____ Records provided

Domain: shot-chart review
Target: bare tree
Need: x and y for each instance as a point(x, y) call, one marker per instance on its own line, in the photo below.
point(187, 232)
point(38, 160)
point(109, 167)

________

Copy the items above, substituting "leafless tree" for "bare tree" and leaving everything else as it stands.

Domain: shot-chart review
Target: leafless tree
Need: x and y for each instance as a point(x, y) call, one marker per instance on its own line, in the photo below.
point(187, 232)
point(38, 160)
point(109, 167)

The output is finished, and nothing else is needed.